Extracted records:

★ ★ ★ ★ ★ ★ ★

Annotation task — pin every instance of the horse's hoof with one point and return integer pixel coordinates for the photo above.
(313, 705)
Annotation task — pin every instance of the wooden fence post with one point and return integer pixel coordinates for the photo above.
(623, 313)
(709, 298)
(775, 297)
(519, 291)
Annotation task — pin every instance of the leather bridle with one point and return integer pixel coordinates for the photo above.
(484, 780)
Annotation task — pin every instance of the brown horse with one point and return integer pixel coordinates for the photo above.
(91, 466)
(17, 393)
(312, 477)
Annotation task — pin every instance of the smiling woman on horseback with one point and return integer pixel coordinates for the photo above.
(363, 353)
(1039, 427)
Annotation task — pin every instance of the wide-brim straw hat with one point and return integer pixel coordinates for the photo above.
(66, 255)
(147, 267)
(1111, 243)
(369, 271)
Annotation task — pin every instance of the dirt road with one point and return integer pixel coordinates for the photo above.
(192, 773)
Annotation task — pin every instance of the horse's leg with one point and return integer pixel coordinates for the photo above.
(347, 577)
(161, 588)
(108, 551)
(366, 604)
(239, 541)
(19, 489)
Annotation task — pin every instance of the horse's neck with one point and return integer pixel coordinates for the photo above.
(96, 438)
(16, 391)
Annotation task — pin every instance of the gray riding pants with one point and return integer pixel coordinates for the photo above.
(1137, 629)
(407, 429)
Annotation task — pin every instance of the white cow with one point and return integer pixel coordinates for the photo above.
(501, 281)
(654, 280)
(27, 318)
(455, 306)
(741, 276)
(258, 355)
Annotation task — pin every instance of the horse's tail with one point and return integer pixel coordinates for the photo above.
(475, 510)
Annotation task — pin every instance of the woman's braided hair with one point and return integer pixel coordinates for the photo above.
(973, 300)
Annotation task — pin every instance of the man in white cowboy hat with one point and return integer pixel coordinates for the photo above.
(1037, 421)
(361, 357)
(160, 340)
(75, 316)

★ ★ ★ ★ ★ ★ ★

EXERCISE DETAILS: Output the material exactly as it appears, from the line containing "Annotation task — pin every instance of the wide-brim" through the end of the material, with both ends included.

RESULT OF THIS EXERCISE:
Annotation task — pin every instance of the wide-brim straw hat with one point and return integer pixel coordinates for the photo above.
(66, 255)
(147, 267)
(1111, 243)
(369, 271)
Annotation task — pin every instance of the dirt road with one point and return integer pixel coordinates for the photo above.
(192, 773)
Annotation task — pin every instance of the horse's leg with one point and return integer pixel coordinates for the photo above.
(347, 577)
(161, 588)
(108, 551)
(366, 604)
(239, 541)
(19, 489)
Annotation task — pin every instance of the horse's neck with one point and return integer pixel coordinates for the photo above.
(96, 438)
(16, 391)
Annotation task — pin every instance of the gray riding pants with one point and return integer pixel coordinates for the photo above.
(1137, 629)
(407, 429)
Annotation task — pin every instance of the white cow with one point and return integer pixel coordinates for the photo above.
(501, 281)
(654, 280)
(27, 318)
(455, 306)
(741, 276)
(258, 355)
Annotation task — pin every instance of the horse's tail with one point and return integer pixel coordinates for the photo above.
(475, 510)
Annotation task — pin every instance of the woman's braided hair with one point and return integer pixel coordinates for the photo above.
(973, 300)
Annotation task — pin every instance of the man in white cowboy hat with one point and return integer pixel coordinates for the photo above.
(1037, 421)
(361, 357)
(160, 340)
(75, 316)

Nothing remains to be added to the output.